**MATERIAL PROVIDED:**
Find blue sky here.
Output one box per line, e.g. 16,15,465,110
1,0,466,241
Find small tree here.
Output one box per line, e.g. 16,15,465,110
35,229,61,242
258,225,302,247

**ASSIGNMENT:** Show all lines from the listing above in which "here" appears.

**OUTPUT FOR THIS TASK:**
Find blue sky here.
Find small tree here.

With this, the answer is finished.